Titebond III is more moisture restant than Titebond II and is considered better for joints that are exposed to the weather. Titebond II is less expensive but is designed for interior use. Since the frames are well protected from the weather Titebond II is all that would be required. I always use Titebond III for all tops, bottoms and boxes. I use whatever I happen to have in the squeeze bottles at the time (II or III) when I assemble frames.


----------



## KDT1961 (Feb 10, 2009)

Ross,
It looks like your top pieces are cut at 45 degrees to center? Is that for running foundation free frames? (I'm new at this, so please bear with me.) 
Thanks,
Dean


----------



## Ross (Apr 30, 2003)

Yep, I haven't used foundation in 4-5 years, but the assembly is the same either way.
http://www.myoldtools.com/Bees/frames/
I don't bother with inserting the triangle anymore, just rip one side and break out the wedge.


----------



## KDT1961 (Feb 10, 2009)

How does that work out when installing a package or moving a nuc into a larger hive? Is there anything special you do, besides leveling the hives to make sure they draw comb within the frame?
Thanks.
Dean


----------



## Ross (Apr 30, 2003)

Not really. One drawn frame in the center of a box helps, but I have also dropped a full super of empty frames on a strong hive during a flow without problems. Like any comb drawing, it works best on a flow. Worst case is you may have to straighten a few later, but that's not a big problem. Nucs love to draw comb. I rotate drawn comb out and empty frames into nucs get them drawn, especially if I want to keep them in the nuc for a while longer.


----------

● ● ● ● ●

Written task 1: Pull out the part of the forum thread on hive frames that opens with the words containing "Titebond III is" and closes with "I assemble frames.".

Pointing data excerpts

● ● ● ● ●

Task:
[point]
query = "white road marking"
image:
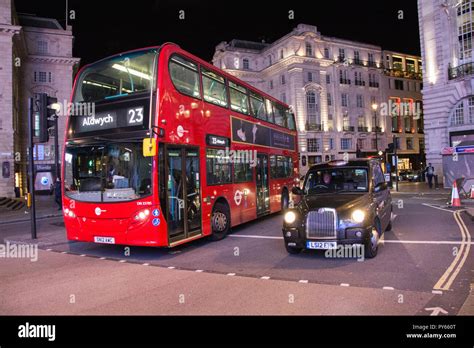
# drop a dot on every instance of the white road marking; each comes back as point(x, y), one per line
point(435, 207)
point(448, 277)
point(381, 240)
point(462, 225)
point(436, 310)
point(448, 242)
point(253, 236)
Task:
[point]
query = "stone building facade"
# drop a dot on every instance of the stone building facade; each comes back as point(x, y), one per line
point(446, 34)
point(331, 84)
point(36, 57)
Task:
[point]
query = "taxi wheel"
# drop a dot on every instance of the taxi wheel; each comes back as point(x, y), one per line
point(292, 250)
point(220, 221)
point(372, 243)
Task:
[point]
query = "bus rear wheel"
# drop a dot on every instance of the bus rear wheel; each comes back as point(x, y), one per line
point(220, 221)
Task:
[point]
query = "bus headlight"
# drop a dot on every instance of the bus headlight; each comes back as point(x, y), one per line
point(142, 215)
point(358, 215)
point(290, 217)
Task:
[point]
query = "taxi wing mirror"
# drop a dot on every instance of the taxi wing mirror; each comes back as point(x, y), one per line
point(149, 147)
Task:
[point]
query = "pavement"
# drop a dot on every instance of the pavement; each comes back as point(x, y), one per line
point(45, 207)
point(252, 269)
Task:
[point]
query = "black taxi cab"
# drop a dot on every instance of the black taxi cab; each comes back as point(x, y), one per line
point(340, 203)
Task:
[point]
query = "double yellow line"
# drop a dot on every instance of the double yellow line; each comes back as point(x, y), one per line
point(445, 282)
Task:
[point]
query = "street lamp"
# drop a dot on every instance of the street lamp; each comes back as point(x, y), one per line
point(374, 107)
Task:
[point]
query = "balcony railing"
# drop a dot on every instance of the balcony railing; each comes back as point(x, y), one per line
point(403, 74)
point(461, 71)
point(314, 127)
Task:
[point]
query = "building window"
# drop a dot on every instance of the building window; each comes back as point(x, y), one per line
point(346, 143)
point(458, 118)
point(356, 57)
point(344, 100)
point(326, 52)
point(313, 145)
point(331, 144)
point(312, 108)
point(42, 77)
point(42, 47)
point(342, 54)
point(371, 60)
point(309, 50)
point(399, 85)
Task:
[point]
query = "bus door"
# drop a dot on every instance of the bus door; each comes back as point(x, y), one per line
point(183, 193)
point(263, 187)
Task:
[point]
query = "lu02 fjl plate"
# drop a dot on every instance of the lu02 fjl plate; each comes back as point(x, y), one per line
point(104, 240)
point(321, 245)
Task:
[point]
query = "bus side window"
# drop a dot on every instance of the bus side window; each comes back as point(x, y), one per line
point(214, 88)
point(184, 76)
point(269, 107)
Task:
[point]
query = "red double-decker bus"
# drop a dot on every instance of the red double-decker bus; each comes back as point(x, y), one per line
point(162, 148)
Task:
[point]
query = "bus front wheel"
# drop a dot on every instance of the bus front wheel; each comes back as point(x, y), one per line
point(220, 221)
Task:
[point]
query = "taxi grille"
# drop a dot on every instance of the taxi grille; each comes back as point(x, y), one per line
point(321, 224)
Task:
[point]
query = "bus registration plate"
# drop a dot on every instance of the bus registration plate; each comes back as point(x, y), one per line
point(104, 240)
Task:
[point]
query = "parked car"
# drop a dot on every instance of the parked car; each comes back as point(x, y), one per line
point(340, 203)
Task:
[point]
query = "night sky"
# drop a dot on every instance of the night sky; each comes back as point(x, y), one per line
point(105, 27)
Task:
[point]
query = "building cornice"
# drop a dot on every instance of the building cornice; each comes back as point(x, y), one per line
point(54, 59)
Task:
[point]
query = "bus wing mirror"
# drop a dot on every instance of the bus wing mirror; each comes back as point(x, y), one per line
point(149, 147)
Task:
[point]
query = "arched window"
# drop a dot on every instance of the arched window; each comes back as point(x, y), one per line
point(309, 50)
point(312, 108)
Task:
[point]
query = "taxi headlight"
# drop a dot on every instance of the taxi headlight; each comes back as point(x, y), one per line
point(290, 217)
point(358, 215)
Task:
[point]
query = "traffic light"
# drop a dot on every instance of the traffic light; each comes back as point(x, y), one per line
point(44, 103)
point(390, 148)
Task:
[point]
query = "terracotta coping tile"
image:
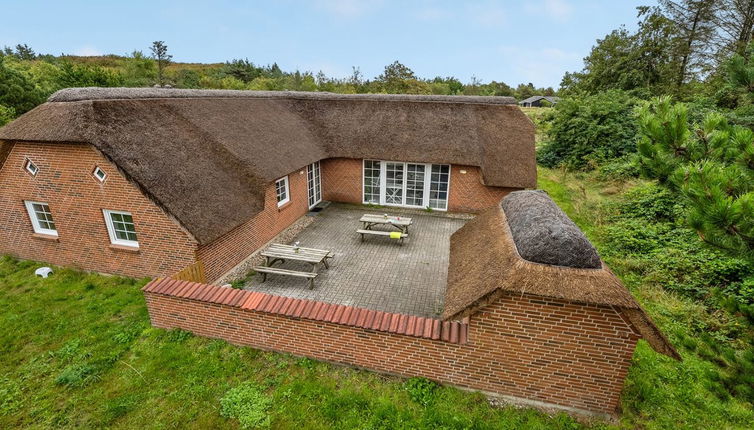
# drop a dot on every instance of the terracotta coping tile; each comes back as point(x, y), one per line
point(346, 315)
point(377, 320)
point(190, 290)
point(338, 313)
point(198, 292)
point(168, 287)
point(436, 329)
point(240, 298)
point(221, 298)
point(445, 335)
point(208, 292)
point(307, 309)
point(410, 325)
point(299, 308)
point(263, 302)
point(394, 323)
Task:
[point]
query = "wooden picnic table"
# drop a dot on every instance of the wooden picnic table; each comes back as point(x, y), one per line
point(279, 252)
point(398, 222)
point(401, 223)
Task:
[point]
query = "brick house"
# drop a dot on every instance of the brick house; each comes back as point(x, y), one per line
point(143, 182)
point(147, 182)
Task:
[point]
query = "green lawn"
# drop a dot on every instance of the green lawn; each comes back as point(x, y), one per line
point(77, 350)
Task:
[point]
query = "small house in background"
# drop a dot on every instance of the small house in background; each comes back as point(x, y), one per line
point(539, 101)
point(188, 185)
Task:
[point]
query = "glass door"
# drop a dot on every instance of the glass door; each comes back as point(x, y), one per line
point(415, 174)
point(394, 177)
point(314, 184)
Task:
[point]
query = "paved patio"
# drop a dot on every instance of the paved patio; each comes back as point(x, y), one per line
point(375, 274)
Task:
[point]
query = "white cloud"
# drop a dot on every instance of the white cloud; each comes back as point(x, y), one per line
point(543, 66)
point(432, 14)
point(556, 10)
point(348, 8)
point(87, 51)
point(488, 15)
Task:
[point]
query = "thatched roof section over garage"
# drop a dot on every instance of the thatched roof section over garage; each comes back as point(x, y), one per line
point(206, 156)
point(486, 262)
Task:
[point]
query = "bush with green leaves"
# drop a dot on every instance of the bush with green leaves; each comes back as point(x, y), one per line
point(247, 403)
point(646, 226)
point(6, 115)
point(586, 131)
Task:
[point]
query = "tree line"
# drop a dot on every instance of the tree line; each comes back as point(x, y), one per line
point(28, 78)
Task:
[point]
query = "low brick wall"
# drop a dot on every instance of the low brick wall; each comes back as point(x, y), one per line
point(559, 353)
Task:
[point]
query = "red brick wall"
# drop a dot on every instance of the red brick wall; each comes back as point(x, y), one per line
point(76, 200)
point(342, 182)
point(544, 350)
point(233, 247)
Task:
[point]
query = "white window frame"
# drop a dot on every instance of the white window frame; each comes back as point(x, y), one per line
point(96, 176)
point(287, 198)
point(30, 167)
point(111, 229)
point(383, 184)
point(313, 184)
point(35, 221)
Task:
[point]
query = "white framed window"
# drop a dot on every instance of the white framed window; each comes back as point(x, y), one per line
point(121, 228)
point(31, 167)
point(41, 218)
point(281, 191)
point(415, 185)
point(99, 174)
point(372, 174)
point(314, 184)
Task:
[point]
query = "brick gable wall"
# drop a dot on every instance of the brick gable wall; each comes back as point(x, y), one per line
point(233, 247)
point(552, 351)
point(76, 200)
point(342, 182)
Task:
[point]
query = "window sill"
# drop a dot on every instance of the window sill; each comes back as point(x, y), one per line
point(124, 248)
point(47, 237)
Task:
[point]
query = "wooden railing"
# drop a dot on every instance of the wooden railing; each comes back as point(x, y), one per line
point(193, 273)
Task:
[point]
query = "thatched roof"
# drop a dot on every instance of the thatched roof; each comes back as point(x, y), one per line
point(206, 156)
point(544, 234)
point(485, 264)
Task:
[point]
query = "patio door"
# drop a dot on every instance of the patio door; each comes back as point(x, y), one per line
point(415, 185)
point(313, 184)
point(415, 174)
point(394, 176)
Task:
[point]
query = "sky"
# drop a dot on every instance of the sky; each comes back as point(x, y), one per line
point(510, 41)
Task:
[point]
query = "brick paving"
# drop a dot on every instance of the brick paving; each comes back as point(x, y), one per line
point(375, 274)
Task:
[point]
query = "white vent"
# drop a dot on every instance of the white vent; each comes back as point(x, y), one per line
point(31, 167)
point(100, 174)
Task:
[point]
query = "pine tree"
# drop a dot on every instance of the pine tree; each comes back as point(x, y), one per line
point(160, 53)
point(711, 167)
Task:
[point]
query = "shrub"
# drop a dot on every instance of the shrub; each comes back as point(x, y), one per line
point(248, 404)
point(647, 226)
point(590, 130)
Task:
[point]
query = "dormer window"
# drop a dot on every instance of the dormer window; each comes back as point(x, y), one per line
point(99, 174)
point(31, 167)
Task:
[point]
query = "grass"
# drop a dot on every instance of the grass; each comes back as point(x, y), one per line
point(660, 392)
point(77, 350)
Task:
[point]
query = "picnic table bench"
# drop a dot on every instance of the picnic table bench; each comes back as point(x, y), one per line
point(277, 252)
point(401, 225)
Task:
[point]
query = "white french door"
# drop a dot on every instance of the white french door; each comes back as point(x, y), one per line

● ● ● ● ●

Written task 2: Copy the records from their very start through the line containing "point(36, 57)", including both ends. Leave the pictures out.

Right answer 1:
Titebond III is more moisture restant than Titebond II and is considered better for joints that are exposed to the weather. Titebond II is less expensive but is designed for interior use. Since the frames are well protected from the weather Titebond II is all that would be required. I always use Titebond III for all tops, bottoms and boxes. I use whatever I happen to have in the squeeze bottles at the time (II or III) when I assemble frames.

Right answer 2:
Task:
[point]
query = "white road marking"
image:
# drop a dot on every instance of the white road marking; each comes back as point(x, y), one per line
point(435, 207)
point(448, 277)
point(381, 240)
point(462, 225)
point(436, 310)
point(448, 242)
point(253, 236)
Task:
[point]
query = "stone building facade"
# drop a dot on every instance of the stone building facade; each comes back as point(x, y), one per line
point(446, 34)
point(331, 84)
point(36, 57)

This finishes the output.